• _Work instruction_:
Reply with the data below, repeated exactly in full.

━━━━━━━━

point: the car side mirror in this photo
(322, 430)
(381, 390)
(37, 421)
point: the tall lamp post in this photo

━━━━━━━━

• _Final answer_:
point: the car side mirror in this photo
(322, 430)
(381, 390)
(37, 421)
point: the tall lamp post in this photo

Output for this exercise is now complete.